Image point grounding data:
━━━━━━━━━━━━━━━━━━━━━━━━━━━━━━

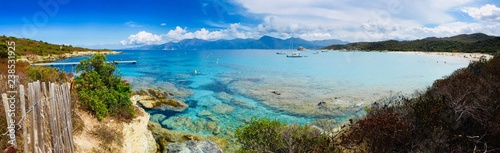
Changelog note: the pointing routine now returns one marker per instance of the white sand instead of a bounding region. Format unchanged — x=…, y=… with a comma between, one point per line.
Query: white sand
x=449, y=55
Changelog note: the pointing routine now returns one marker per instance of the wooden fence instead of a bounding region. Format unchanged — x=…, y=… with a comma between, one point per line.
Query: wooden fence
x=47, y=119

━━━━━━━━━━━━━━━━━━━━━━━━━━━━━━

Task details:
Please give only the number of lines above that contain the word "region".

Exercise solution:
2